Исходный текст:
☆ ☆ ☆ ☆ ☆ ☆ ☆
Мосинская винтовка оставила далеко позади все ранее состоявшие на вооружении системы.
Любопытно отметить, что кремневые ружья, заряжавшиеся с дула, могли давать лишь один-полтора выстрела в минуту. Ударные гладкоствольные ружья, тоже заряжавшиеся с дула, давали два выстрела в минуту. Лихтехские нарезные штуцеры образца 1843 года – один-полтора выстрела, винтовки Карле и Крнка – 6–7 выстрелов, винтовка Бердана – 7–8, а винтовка Мосина – 12 выстрелов в минуту. Дальность стрельбы из нее была удивительной. Эта винтовка могла поражать живые цели на расстоянии до четырех верст. Было у нее и еще одно достоинство: она стреляла бездымным порохом, не демаскировала стрелка и позволяла, не прекращая стрельбы, хорошо видеть цель… Работа по приемке мосинских винтовок продолжалась довольно долго, так как каждую из них нужно было тщательно осмотреть.
Федор вернулся домой веселый и возбужденный. Он с гордостью рассказывал жене о замечательной винтовке Мосина и от души радовался успехам русского изобретателя. Токарев тогда и понятия не имел о том, что пришлось пережить создателю отечественной винтовки прежде, чем она была принята на вооружение русских войск. Лишь много лет спустя Токареву довелось узнать о мытарствах талантливого русского изобретателя и о том, как по воле царя его изобретение осталось безымянным – было лишено не только имени изобретателя, но и родины.
Вскоре по возвращении из Петербурга сотник Попов ушел на льготу. Начальником оружия полка был назначен подъесаул Кривцов, человек сухой и самолюбивый. Токарева очень угнетало бесправное положение в полку. Он иногда делился своей горечью с женой, которая, пожалуй, еще больше, чем сам он, чувствовала тяжелое положение мужа.
Жены некоторых офицеров, знакомые ей по Новочеркасску, узнав, что Дина является женой мастера, перестали с ней здороваться. Нужно было что-то предпринимать.
– Федор, – сказала как-то Дина, – я думаю, что, пока ты не выбьешься в офицеры, тебе будут закрыты все пути.
– Я знаю, – с горечью согласился Токарев, – даже заведующим оружием меня никогда не назначат, потому что это должность офицерская… Но что же делать?
☆ ☆ ☆ ☆ ☆ ☆ ☆
Собранный материал:
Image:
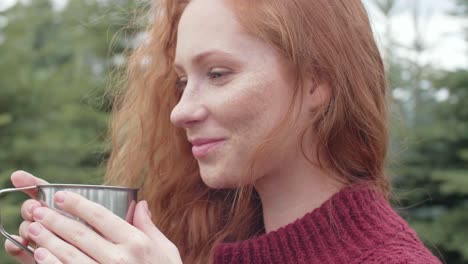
☆ ☆ ☆ ☆ ☆ ☆ ☆
Суть задания: Объясните по исходному тексту в одном–трех предложениях, почему Токарева никогда не назначили бы даже заведующим оружием. Отвечайте, опираясь только на исходный текст.

Итог задания: Эта должность офицерская, а Токарев был мастером, а не офицером. Поэтому, как говорит Дина, пока он не выбьется в офицеры, ему будут закрыты все пути.